▶ **Textauszug**
◇ ◇ ◇ ◇
RotFuchs 200 – September 2014

Als die NATO Jugoslawien überfiel

Dr. Ulrich Sommerfeld

Im März 1998 kam es in der Bundesrepublik Jugoslawien zu einem bewaffneten Konflikt, der durch die vom Westen geförderte und finanzierte kriminelle „Befreiungsarmee des Kosovo“ (UÇK) vom Zaun gebrochen worden war.

In einer zweiten Phase der Auseinandersetzungen, die von März bis Juni 1999 andauerten, griffen die NATO-Staaten direkt ein, um die von ihnen angestrebte Abspaltung Kosovos zu beschleunigen. Den Befehl zum völkerrechtswidrigen Losschlagen gab der damalige NATO-Generalsekretär Javier Solana am 23. März. Als Vorwand diente ein angeblicher „Hufeisenplan“ Belgrads zur Vertreibung der Albaner aus Kosovo. Der Überfall auf Jugoslawien weitete sich zu einer der größten Operationen mit Luftstreitkräften aus, die seit dem Zweiten Weltkrieg unternommen worden sind. Es handelte sich um einen eklatanten Bruch des Völkerrechts. Die Angriffe waren durch kein UN-Mandat gedeckt. Ex-Bundeskanzler Schröder hat im März 2014 die Beteiligung der BRD-Luftwaffe an dieser Aggression ein weiteres Stück enthüllt.
◇ ◇ ◇ ◇
▶ **Gespeicherte Daten**
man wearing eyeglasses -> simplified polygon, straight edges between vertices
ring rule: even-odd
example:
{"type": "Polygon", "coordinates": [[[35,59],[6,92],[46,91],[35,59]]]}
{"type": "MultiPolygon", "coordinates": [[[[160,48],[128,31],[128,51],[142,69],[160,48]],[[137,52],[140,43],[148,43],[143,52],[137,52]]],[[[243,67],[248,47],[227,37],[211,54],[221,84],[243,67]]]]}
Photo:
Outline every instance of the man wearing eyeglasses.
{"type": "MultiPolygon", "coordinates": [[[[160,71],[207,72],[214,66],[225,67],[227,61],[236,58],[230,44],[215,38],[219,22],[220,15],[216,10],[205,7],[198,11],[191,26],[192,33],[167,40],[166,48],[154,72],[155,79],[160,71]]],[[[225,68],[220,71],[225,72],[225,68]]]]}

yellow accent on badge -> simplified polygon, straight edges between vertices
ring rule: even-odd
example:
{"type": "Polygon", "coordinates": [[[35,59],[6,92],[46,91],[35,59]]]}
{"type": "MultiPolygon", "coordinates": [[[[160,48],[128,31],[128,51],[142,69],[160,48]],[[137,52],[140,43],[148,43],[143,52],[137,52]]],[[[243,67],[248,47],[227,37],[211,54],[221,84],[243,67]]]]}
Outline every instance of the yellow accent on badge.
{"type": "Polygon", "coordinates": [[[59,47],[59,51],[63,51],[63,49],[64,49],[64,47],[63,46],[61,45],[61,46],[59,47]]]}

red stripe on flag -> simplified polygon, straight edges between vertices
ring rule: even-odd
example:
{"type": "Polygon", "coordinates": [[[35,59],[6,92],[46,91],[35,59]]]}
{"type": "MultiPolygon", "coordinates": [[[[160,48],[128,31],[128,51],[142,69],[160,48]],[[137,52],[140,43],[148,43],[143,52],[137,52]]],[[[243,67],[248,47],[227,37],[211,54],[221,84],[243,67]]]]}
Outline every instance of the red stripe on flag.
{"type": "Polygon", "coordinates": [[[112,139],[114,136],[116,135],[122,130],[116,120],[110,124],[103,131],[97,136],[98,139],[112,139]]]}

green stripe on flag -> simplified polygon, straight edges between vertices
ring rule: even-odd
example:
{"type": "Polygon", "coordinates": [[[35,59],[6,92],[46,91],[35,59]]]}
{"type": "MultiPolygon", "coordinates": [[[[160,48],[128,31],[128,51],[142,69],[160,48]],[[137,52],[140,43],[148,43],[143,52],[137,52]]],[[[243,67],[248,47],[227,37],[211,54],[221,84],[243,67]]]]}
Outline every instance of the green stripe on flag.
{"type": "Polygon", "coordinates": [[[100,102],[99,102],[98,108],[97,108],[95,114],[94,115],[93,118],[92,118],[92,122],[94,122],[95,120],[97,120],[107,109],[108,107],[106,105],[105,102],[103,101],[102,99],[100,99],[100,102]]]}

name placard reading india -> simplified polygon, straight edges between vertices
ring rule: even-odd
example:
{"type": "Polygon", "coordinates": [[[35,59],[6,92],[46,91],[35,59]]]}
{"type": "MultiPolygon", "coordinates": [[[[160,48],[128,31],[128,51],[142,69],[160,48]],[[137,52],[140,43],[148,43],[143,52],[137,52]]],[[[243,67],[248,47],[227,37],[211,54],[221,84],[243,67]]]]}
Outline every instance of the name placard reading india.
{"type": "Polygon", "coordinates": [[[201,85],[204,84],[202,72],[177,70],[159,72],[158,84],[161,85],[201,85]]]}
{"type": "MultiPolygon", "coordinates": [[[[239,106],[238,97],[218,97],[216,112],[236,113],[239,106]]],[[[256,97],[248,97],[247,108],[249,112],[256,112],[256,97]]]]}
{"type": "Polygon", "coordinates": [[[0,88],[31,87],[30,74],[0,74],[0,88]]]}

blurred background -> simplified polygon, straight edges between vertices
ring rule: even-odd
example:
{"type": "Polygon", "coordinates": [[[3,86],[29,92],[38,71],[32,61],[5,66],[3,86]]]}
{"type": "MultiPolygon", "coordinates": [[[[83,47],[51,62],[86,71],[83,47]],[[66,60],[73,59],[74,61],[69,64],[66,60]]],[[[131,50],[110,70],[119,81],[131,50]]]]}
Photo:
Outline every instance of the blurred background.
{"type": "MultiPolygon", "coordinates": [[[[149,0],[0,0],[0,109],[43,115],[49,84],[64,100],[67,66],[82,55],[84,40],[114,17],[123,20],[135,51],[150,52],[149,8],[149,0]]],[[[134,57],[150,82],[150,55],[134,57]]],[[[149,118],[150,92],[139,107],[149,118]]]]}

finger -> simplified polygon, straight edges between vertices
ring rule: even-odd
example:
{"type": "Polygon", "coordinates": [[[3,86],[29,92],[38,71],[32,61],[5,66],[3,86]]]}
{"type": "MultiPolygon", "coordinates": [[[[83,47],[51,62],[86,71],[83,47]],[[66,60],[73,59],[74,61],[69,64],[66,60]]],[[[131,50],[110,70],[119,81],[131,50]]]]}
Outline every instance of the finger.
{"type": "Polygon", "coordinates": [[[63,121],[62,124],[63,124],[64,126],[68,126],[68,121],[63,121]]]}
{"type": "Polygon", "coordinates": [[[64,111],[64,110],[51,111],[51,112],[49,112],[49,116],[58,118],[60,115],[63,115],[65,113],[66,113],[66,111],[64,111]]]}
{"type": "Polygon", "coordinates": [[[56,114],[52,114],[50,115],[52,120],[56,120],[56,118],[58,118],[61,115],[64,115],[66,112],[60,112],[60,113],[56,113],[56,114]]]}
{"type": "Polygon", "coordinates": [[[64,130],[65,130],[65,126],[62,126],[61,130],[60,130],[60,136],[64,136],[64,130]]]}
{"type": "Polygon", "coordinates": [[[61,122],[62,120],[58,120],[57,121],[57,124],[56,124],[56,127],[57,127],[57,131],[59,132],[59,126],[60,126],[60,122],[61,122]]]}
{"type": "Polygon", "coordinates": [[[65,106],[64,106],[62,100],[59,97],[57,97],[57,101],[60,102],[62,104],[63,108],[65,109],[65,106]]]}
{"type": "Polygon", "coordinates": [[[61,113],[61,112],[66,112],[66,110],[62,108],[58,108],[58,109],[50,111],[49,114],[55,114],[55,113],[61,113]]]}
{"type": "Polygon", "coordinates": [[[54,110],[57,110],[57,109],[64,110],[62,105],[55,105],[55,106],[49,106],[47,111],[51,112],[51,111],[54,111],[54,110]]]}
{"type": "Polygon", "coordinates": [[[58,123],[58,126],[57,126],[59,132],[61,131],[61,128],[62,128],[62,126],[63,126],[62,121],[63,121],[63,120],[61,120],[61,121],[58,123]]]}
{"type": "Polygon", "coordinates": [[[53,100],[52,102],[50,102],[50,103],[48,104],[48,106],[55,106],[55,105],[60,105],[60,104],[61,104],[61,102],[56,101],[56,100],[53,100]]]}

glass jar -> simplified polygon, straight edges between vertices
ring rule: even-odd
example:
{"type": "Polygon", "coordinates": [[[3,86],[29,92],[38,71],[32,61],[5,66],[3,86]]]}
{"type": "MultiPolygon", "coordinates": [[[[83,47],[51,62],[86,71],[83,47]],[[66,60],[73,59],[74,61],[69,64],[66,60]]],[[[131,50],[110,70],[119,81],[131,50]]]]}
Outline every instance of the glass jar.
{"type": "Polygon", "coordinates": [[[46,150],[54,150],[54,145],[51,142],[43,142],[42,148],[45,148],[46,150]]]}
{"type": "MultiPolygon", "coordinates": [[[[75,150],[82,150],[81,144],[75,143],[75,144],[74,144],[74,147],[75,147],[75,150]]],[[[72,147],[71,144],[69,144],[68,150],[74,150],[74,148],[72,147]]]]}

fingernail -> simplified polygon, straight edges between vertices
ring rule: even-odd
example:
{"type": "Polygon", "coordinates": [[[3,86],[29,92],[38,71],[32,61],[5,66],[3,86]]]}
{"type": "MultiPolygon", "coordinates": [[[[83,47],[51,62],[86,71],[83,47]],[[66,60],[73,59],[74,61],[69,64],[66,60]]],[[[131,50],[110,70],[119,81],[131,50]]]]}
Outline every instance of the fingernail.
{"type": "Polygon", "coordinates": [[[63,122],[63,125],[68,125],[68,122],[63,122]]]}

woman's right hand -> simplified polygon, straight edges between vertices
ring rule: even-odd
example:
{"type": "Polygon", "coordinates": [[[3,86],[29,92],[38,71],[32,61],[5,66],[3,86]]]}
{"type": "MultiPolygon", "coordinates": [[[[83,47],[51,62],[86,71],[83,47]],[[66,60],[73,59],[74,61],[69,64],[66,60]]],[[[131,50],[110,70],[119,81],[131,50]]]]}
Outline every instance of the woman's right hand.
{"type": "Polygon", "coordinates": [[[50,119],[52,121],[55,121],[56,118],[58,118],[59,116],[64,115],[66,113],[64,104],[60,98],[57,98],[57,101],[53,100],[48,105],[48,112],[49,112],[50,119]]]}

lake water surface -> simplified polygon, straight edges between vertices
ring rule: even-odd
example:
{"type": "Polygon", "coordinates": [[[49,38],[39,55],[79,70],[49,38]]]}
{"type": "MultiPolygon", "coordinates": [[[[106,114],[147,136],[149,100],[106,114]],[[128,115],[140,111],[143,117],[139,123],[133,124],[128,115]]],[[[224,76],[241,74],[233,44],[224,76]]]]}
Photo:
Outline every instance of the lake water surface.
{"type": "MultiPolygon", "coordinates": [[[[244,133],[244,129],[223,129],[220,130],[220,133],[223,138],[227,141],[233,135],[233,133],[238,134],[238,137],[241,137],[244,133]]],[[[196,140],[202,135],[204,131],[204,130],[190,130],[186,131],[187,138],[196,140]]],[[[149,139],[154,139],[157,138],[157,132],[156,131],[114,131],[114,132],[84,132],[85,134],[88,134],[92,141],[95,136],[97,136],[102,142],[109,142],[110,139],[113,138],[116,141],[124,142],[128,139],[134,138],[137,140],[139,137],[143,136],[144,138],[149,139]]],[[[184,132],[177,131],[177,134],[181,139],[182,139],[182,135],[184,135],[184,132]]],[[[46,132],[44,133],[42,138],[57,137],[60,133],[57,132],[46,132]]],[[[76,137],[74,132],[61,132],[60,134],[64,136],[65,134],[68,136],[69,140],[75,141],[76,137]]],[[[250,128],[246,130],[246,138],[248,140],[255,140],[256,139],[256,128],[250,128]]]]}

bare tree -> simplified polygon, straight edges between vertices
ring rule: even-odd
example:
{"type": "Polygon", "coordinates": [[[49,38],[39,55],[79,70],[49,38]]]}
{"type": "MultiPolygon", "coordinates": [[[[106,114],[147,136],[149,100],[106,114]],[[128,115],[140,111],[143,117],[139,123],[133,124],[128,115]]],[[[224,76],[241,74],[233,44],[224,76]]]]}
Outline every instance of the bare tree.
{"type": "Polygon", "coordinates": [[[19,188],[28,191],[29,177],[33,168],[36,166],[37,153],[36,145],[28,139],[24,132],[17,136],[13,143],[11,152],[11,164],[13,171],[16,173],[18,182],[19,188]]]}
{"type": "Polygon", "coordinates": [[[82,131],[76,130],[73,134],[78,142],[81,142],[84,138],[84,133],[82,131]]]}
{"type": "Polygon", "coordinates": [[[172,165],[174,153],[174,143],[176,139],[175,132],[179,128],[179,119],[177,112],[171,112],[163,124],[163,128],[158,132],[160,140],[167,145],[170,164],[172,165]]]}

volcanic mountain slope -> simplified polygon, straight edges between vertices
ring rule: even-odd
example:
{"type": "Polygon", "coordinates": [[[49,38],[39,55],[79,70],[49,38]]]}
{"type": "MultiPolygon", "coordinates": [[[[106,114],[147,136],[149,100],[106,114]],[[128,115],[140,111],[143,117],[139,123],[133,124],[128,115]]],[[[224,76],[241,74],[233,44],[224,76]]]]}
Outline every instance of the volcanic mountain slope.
◇ ◇ ◇ ◇
▶ **Aufgabenliste**
1) Fassen Sie den Beitrag über den NATO-Angriff auf Jugoslawien in zwei Sätzen zusammen.
2) Beantworten Sie anhand des Beitrags über den NATO-Angriff auf Jugoslawien die folgenden Fragen.
(a) In welchem Monat und Jahr kam es laut Beitrag in der Bundesrepublik Jugoslawien zu einem bewaffneten Konflikt?
(b) Wer gab an welchem Tag den Befehl zum Losschlagen?
(c) Wann hat Ex-Bundeskanzler Schröder die Beteiligung der BRD-Luftwaffe ein weiteres Stück enthüllt?
3) Setzen Sie den Beitrag über den NATO-Angriff auf Jugoslawien im Anschluss an seinen letzten Satz fort.

▶ **Antworten je Aufgabe**
1) Der Beitrag schildert, dass im März 1998 in der Bundesrepublik Jugoslawien ein bewaffneter Konflikt begann, den die vom Westen geförderte UÇK vom Zaun gebrochen hatte, und dass die NATO-Staaten von März bis Juni 1999 direkt eingriffen, nachdem Javier Solana am 23. März den Befehl dazu gegeben hatte. Als Vorwand diente laut Text ein angeblicher „Hufeisenplan“ Belgrads, und die Angriffe waren durch kein UN-Mandat gedeckt und damit ein eklatanter Bruch des Völkerrechts.

2)
(a) Im März 1998.
(b) Der damalige NATO-Generalsekretär Javier Solana, am 23. März.
(c) Im März 2014.

3)
Binnen kürzester Frist setzten die USA ihr seit 1992 verfolgtes Konzept der Out-of-Area-Einsätze ohne UN-Mandat in der NATO durch. Die Staats- und Regierungschefs der Mitgliedstaaten beschlossen am 24./25. April 1999 die neue militär-strategische Linie des imperialistischen Kriegspaktes. Die UNO als kollektives Sicherheitsinstrument wie auch die Vetomächte Rußland und China wurden dadurch de facto ausgehebelt.

Die Zerstörungen durch die NATO-Luftwaffe waren verheerend. Deren Angriffe zielten vor allem auf die Infra- und Wirtschaftsstruktur des Landes. Die Bundeswehr geht davon aus, daß 200 Fabriken und Kraftwerke, 45 Brücken, 5 zivile Flughäfen, 2 von 3 Ölraffinerien, 12 Eisenbahnlinien und 10 Straßenverbindungen in Serbien zerstört oder schwer beschädigt wurden. Belgrad bezifferte 1999 die materiellen Schäden mit mehr als 100 Mrd. Euro. Auch Wohnviertel waren Bombenziele. Innerhalb von 78 Tagen kamen bei den Attacken nach unterschiedlichen Angaben zwischen 2500 und 3500 Menschen, darunter 89 Kinder, ums Leben. Man zählte 12 500 Verletzte. 1031 Militärs und Polizisten fanden den Tod.

Die NATO-Luftstreitkräfte setzten Schütt- und Sprengbomben sowie Uranmunition ein. Noch heute liegen unzählige Blindgänger im Boden.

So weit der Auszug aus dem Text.